- [Short task]:
Please extract every line of the records below verbatim, leaving the pictures out of your answer.

··· Data for this task

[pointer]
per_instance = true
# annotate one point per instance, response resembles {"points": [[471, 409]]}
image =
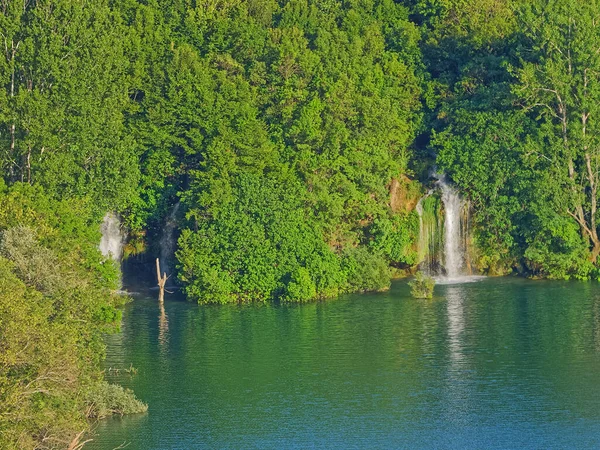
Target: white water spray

······

- [Reply to the exercise]:
[pointer]
per_instance = true
# annotate one point per instance, response resembles {"points": [[471, 409]]}
image =
Target: white water spray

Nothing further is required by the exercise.